**What is required**
Locate each line in the records below that contains the word "house" and copy those lines. Case counts.

Records from a dataset:
■ ■ ■ ■

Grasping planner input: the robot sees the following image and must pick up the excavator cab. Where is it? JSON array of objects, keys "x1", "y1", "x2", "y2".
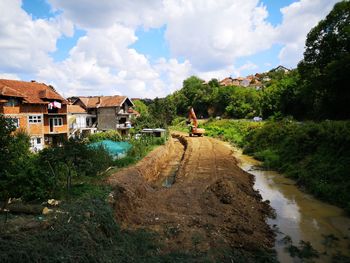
[{"x1": 186, "y1": 107, "x2": 205, "y2": 137}]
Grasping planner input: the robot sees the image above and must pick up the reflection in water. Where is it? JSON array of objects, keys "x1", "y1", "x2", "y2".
[{"x1": 234, "y1": 149, "x2": 350, "y2": 262}]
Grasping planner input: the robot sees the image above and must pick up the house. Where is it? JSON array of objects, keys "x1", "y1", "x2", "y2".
[
  {"x1": 69, "y1": 95, "x2": 136, "y2": 135},
  {"x1": 269, "y1": 65, "x2": 291, "y2": 73},
  {"x1": 0, "y1": 79, "x2": 68, "y2": 151},
  {"x1": 219, "y1": 77, "x2": 241, "y2": 86},
  {"x1": 67, "y1": 104, "x2": 97, "y2": 138}
]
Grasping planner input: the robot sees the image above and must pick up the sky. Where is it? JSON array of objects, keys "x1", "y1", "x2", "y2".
[{"x1": 0, "y1": 0, "x2": 338, "y2": 98}]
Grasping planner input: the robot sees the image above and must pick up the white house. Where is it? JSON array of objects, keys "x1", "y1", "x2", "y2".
[{"x1": 68, "y1": 105, "x2": 97, "y2": 137}]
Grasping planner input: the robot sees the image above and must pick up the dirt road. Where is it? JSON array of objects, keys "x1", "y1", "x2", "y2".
[{"x1": 109, "y1": 134, "x2": 273, "y2": 255}]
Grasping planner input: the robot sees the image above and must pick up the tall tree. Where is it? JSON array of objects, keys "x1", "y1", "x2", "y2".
[{"x1": 298, "y1": 1, "x2": 350, "y2": 119}]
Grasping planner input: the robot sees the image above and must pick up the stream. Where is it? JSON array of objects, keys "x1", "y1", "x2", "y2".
[{"x1": 234, "y1": 149, "x2": 350, "y2": 263}]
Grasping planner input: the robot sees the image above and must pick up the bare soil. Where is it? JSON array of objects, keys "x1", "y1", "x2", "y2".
[{"x1": 108, "y1": 133, "x2": 274, "y2": 255}]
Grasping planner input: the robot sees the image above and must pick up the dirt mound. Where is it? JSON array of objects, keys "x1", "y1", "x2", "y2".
[{"x1": 109, "y1": 134, "x2": 273, "y2": 252}]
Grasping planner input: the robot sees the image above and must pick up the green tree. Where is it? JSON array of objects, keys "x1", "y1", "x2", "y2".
[
  {"x1": 298, "y1": 1, "x2": 350, "y2": 119},
  {"x1": 133, "y1": 100, "x2": 148, "y2": 115}
]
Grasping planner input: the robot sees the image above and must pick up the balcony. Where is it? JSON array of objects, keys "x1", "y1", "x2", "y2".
[
  {"x1": 116, "y1": 123, "x2": 132, "y2": 130},
  {"x1": 117, "y1": 109, "x2": 129, "y2": 115}
]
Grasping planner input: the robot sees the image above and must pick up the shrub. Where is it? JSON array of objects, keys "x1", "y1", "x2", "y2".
[{"x1": 88, "y1": 130, "x2": 123, "y2": 142}]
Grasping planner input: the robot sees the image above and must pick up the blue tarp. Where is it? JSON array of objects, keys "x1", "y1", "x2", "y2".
[{"x1": 90, "y1": 140, "x2": 131, "y2": 156}]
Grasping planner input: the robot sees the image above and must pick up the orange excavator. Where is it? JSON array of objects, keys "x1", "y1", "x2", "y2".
[{"x1": 187, "y1": 107, "x2": 205, "y2": 137}]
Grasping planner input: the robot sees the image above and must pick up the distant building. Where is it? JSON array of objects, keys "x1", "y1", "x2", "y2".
[
  {"x1": 68, "y1": 105, "x2": 97, "y2": 138},
  {"x1": 0, "y1": 79, "x2": 68, "y2": 151},
  {"x1": 69, "y1": 95, "x2": 138, "y2": 135}
]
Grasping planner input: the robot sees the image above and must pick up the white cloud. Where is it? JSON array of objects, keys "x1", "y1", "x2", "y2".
[
  {"x1": 165, "y1": 0, "x2": 275, "y2": 71},
  {"x1": 0, "y1": 0, "x2": 344, "y2": 97},
  {"x1": 48, "y1": 0, "x2": 162, "y2": 28},
  {"x1": 0, "y1": 0, "x2": 73, "y2": 73},
  {"x1": 276, "y1": 0, "x2": 339, "y2": 67},
  {"x1": 38, "y1": 24, "x2": 191, "y2": 97}
]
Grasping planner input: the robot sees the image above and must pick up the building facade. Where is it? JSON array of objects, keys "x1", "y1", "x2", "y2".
[
  {"x1": 70, "y1": 95, "x2": 138, "y2": 135},
  {"x1": 0, "y1": 79, "x2": 68, "y2": 151}
]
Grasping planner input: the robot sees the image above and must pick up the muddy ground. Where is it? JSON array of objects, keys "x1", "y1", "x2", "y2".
[{"x1": 108, "y1": 133, "x2": 274, "y2": 252}]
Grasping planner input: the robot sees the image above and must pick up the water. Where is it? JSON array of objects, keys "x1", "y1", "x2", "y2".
[
  {"x1": 90, "y1": 140, "x2": 132, "y2": 158},
  {"x1": 235, "y1": 150, "x2": 350, "y2": 263}
]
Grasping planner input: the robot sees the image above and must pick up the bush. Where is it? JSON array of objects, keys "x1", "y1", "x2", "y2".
[
  {"x1": 244, "y1": 120, "x2": 350, "y2": 210},
  {"x1": 88, "y1": 130, "x2": 123, "y2": 142},
  {"x1": 204, "y1": 120, "x2": 263, "y2": 147}
]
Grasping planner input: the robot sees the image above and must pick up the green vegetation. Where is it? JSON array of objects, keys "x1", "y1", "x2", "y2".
[
  {"x1": 245, "y1": 120, "x2": 350, "y2": 212},
  {"x1": 203, "y1": 120, "x2": 263, "y2": 147},
  {"x1": 194, "y1": 119, "x2": 350, "y2": 212},
  {"x1": 166, "y1": 1, "x2": 350, "y2": 212},
  {"x1": 88, "y1": 130, "x2": 123, "y2": 142}
]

■ ■ ■ ■

**The reply**
Grasping planner input: the robot sees the image above and must pick up the house. Where is it? JSON array of objects, keys "x1", "y1", "x2", "y2".
Grasping planner input: the robot sees the image above and must pick up the white house. Where is it? JSON array of objects, keys "x1", "y1", "x2", "y2".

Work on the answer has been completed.